### TASK TO CARRY OUT
Write out the entries below exactly, from the first line to the one with "Target | finger", both ends included.

Stored items from a collection:

******************************

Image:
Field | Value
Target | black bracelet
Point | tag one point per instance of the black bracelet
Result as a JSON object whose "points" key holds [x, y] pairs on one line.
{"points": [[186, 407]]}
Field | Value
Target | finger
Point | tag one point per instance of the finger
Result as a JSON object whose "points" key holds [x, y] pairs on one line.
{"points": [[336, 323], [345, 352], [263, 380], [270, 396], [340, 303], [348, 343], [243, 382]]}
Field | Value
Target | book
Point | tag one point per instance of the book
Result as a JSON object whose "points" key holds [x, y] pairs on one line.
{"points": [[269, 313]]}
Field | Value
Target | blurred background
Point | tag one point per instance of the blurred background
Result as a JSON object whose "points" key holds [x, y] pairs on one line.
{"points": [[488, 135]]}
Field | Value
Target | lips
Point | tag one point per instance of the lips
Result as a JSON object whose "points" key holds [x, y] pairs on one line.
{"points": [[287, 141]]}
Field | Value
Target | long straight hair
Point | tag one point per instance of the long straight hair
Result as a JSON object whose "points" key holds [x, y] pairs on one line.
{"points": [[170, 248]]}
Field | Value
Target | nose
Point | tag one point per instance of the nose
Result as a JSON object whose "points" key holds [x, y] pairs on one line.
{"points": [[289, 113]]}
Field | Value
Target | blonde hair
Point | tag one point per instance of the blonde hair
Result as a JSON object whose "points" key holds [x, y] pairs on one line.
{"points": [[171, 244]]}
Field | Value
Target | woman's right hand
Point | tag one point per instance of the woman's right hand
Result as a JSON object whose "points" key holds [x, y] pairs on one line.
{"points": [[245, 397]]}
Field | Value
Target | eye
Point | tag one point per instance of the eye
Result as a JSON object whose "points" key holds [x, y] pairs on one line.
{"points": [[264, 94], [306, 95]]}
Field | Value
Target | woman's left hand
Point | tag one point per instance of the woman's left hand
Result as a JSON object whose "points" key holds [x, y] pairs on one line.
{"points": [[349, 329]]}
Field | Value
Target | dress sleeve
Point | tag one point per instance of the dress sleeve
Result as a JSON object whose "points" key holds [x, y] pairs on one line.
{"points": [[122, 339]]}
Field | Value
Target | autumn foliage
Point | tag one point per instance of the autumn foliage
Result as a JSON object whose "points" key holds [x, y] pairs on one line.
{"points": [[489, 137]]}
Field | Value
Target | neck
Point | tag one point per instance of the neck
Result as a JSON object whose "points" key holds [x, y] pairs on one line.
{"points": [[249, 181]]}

******************************

### YOUR RESPONSE
Image:
Field | Value
Target | black bracelet
Point | tag one point per instance of the black bracelet
Result as a JSON object whose "points" key holds [x, y] pairs on one line.
{"points": [[186, 407]]}
Field | Value
Target | finger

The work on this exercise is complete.